Geração 1980 – Os Percalços do Cinema Paranaense no Governo Collor

por Isadora Raquel Rupp

O cineasta francês Jean-Luc Godard, criador de um dos movimentos mais importantes do cinema, a Nouvelle Vague, já dizia que as grandes manifestações cinematográficas começam formadas por um grupo de cinéfilos. E foi justamente assim que o cinema paranaense cresceu, mais especificamente, a geração tratada neste artigo. Garotos que, ao invés de reunirem-se para jogar bola, preferiam fazer filmes no início da década de 1980. Atitude, em tese descompromissada, que possibilitou uma nova cara à cinematografia paranaense.

Esses realizadores, assim que começaram a se consolidar, sofreram o impacto das políticas do governo Fernando Collor de Mello, como a falta de verbas e de espaço para divulgação de filmes feitos sem dinheiro e com muita boa vontade. A crise, ocasionada, entre outros fatores, pelo fechamento da Empresa Brasileira de Filmes – Embrafilme, maior distribuidora e divulgadora do cinema nacional, conseguiu desmantelar o cinema brasileiro e paranaense. Apesar de antiga e com nomes como Sylvio Back, até aquele momento o cinema paranaense nunca havia tido tantos novos profissionais e ideias. Formados pela Cinemateca de Curitiba, fundada em 1975, o local foi o polo gerador do cinema no estado. Idealizada pelo escritor Valêncio Xavier (que morreu no dia 5 de dezembro de 2008), juntamente com Francisco Alves dos Santos – o Chico –, ela é a terceira no Brasil.

Desde o início, além da difusão de filmes, a cinemateca preocupou-se com a formação de novos profissionais, oferecendo cursos livres teórico-práticos gratuitos. Foi dessas primeiras turmas que surgiu o pessoal da Geração 1980, que encontrou, finalmente, um espaço para o debate. “A Cinemateca sedimentou a nossa paixão pelo cinema, que começamos a ver como uma possibilidade de expressão. Pra mim, foi um laboratório mágico”, diz o cineasta Beto Carminatti, que iniciou sua carreira no começo da década de 1980 e gravou seu primeiro filme, Delirium Dreams, com a técnica Super 8.

Além dos cursos, a Cinemateca oferecia a possibilidade de montar e divulgar filmes. “Naquele momento, em 79, 80, você só teria possibilidade de ter um curso fora do Paraná. Então, o nosso ponto de encontro era efetivamente lá. As exibições, as mostras e o pouco equipamento que tinha ali, uma moviolazinha Steinbeck 16mm, uma câmera bem ruim, que usava filme reversível… era muito precário, mas para a gente era tudo”, diz a cineasta Berenice Mendes, formada pela primeira turma.

- Material fornecido

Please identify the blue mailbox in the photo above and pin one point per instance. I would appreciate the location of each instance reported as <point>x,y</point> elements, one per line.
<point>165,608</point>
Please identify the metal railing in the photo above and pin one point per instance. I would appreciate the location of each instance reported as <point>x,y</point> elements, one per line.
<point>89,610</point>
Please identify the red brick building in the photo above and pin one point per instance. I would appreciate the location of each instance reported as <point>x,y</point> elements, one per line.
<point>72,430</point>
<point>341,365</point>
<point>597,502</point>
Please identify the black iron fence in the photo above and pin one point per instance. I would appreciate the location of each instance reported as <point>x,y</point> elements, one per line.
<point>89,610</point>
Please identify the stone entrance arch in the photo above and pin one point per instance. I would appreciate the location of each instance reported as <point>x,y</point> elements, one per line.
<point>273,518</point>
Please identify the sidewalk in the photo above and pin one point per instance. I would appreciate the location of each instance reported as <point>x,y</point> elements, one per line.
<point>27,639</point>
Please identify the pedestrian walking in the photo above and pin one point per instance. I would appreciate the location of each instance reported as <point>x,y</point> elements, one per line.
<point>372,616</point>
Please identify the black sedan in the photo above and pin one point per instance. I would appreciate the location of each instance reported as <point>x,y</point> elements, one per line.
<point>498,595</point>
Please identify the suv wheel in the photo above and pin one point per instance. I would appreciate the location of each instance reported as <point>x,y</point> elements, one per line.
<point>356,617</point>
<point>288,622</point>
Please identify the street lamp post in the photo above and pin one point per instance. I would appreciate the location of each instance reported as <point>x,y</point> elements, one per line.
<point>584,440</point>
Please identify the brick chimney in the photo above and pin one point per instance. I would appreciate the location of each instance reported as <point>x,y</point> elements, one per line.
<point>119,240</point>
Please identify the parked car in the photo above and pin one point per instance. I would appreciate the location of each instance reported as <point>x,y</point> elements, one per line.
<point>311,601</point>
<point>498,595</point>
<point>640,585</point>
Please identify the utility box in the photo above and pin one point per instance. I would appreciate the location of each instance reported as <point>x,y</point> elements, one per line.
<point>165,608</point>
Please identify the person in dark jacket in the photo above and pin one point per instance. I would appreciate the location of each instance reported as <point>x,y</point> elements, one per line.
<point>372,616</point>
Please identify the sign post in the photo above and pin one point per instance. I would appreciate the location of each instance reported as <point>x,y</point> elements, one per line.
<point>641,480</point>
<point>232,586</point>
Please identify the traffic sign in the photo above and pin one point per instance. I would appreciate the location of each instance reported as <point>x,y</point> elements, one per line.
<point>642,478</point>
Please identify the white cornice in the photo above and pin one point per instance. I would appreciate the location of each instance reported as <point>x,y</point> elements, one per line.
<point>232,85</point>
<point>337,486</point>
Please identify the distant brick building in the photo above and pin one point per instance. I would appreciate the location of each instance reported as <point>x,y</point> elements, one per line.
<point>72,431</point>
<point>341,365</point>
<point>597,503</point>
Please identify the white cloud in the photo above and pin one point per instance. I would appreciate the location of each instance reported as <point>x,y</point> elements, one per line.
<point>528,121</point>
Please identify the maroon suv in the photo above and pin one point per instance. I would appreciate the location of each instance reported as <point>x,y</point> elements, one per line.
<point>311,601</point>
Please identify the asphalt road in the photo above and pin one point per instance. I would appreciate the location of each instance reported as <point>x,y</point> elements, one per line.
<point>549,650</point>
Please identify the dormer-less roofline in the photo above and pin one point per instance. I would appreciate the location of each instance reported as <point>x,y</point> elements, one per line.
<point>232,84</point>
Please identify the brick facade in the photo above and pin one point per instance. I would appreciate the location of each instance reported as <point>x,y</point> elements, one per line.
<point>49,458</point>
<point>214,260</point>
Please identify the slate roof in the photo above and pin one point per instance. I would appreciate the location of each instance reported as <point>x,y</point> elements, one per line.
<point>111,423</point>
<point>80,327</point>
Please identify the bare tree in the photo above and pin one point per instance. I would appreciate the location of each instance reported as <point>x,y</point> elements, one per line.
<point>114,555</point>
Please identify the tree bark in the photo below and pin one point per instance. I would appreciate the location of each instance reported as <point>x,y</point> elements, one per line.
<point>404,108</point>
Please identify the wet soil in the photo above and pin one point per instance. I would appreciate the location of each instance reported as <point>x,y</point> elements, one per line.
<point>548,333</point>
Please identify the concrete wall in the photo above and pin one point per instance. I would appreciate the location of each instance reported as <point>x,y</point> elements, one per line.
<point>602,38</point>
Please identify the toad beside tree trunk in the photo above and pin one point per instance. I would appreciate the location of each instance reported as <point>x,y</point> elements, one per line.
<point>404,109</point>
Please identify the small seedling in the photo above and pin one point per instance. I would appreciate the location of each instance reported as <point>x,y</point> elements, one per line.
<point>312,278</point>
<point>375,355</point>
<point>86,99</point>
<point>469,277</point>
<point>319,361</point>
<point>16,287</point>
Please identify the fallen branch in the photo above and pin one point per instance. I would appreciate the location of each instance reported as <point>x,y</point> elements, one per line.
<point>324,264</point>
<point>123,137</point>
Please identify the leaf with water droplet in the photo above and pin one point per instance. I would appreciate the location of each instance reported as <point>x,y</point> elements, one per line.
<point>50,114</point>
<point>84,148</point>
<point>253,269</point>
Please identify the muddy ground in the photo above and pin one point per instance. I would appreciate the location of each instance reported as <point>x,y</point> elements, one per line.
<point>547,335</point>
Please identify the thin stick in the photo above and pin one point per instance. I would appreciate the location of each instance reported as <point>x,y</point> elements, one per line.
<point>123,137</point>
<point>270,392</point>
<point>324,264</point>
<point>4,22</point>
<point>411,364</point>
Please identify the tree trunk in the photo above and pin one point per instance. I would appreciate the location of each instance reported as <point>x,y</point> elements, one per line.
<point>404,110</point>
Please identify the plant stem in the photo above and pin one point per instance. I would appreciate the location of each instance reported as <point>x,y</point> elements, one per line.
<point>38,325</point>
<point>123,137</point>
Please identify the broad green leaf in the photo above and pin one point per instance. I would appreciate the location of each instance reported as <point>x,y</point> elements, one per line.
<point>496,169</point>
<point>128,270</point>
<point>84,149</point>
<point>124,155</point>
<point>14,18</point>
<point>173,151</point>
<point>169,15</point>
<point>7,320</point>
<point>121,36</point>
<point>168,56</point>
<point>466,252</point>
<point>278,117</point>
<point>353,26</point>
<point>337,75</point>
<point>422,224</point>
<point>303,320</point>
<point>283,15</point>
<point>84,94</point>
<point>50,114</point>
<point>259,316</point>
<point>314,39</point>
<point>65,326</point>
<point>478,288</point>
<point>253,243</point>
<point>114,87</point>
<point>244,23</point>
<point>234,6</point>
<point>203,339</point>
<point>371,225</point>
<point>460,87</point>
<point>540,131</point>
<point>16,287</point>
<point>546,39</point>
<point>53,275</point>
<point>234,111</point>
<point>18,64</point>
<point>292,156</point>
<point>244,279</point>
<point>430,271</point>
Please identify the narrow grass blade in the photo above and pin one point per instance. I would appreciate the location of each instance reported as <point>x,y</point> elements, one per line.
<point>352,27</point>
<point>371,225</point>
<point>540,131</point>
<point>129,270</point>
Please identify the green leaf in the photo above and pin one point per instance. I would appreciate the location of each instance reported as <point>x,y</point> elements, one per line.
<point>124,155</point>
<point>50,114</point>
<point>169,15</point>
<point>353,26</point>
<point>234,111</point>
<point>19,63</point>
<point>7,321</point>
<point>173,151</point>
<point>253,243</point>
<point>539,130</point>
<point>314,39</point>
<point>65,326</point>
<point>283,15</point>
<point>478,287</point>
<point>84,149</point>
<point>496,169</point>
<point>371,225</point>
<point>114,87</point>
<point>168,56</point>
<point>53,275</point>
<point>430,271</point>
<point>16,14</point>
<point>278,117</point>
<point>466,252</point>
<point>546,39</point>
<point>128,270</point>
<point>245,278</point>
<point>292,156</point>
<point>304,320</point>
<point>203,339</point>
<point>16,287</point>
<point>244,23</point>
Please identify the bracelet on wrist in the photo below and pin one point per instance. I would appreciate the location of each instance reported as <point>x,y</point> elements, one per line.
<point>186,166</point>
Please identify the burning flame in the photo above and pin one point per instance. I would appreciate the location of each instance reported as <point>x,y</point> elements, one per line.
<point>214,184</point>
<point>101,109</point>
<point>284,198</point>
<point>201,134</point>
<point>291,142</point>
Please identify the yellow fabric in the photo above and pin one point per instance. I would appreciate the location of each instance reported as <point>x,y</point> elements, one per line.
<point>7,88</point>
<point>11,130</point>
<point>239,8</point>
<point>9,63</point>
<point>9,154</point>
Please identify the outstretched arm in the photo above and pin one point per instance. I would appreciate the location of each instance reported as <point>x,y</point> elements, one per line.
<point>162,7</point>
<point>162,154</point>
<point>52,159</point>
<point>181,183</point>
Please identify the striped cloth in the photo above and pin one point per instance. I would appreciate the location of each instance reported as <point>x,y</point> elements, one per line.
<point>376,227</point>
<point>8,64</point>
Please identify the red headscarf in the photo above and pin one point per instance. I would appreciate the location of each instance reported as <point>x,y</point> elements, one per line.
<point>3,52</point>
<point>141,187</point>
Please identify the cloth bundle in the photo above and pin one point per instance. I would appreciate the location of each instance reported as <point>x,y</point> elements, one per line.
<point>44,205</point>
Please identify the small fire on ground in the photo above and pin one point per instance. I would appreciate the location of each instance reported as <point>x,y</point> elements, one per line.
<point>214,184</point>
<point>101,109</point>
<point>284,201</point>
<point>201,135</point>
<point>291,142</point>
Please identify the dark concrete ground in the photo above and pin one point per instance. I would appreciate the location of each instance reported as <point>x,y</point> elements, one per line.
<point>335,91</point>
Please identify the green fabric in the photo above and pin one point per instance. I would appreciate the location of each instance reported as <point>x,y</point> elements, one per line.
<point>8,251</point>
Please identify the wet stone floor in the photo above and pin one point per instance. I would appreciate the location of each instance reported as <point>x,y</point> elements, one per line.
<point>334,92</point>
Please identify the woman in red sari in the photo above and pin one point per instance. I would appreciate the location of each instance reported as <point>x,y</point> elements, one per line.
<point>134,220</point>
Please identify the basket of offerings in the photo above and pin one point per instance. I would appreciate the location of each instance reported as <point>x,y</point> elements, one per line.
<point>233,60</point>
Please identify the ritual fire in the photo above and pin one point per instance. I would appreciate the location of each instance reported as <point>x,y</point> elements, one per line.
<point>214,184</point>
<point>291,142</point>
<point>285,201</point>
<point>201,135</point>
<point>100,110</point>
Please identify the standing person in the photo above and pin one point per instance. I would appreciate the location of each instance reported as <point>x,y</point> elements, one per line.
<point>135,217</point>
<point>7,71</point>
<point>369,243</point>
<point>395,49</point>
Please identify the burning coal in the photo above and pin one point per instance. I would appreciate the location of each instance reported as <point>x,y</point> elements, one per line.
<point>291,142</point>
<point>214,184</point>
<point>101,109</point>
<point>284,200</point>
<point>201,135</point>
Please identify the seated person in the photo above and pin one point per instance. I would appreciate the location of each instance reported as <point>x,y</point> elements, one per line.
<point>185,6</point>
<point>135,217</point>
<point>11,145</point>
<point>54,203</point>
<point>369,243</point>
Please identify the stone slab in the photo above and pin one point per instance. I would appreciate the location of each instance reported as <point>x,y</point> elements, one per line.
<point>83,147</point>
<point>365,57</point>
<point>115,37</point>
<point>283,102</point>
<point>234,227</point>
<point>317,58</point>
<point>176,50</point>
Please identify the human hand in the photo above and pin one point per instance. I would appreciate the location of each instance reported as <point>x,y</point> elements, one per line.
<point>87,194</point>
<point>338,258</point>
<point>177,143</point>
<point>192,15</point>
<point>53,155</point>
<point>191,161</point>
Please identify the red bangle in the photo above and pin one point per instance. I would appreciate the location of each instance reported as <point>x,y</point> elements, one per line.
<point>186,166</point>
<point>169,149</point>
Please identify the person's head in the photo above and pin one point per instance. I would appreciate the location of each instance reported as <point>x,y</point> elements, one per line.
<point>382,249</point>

- O que se pede
Reproduza sem alterações a parte do texto sobre o cinema paranaense que começa nas palavras "O cineasta francês" e vai até "à cinematografia paranaense.", inclusive.

- Resposta
O cineasta francês Jean-Luc Godard, criador de um dos movimentos mais importantes do cinema, a Nouvelle Vague, já dizia que as grandes manifestações cinematográficas começam formadas por um grupo de cinéfilos. E foi justamente assim que o cinema paranaense cresceu, mais especificamente, a geração tratada neste artigo. Garotos que, ao invés de reunirem-se para jogar bola, preferiam fazer filmes no início da década de 1980. Atitude, em tese descompromissada, que possibilitou uma nova cara à cinematografia paranaense.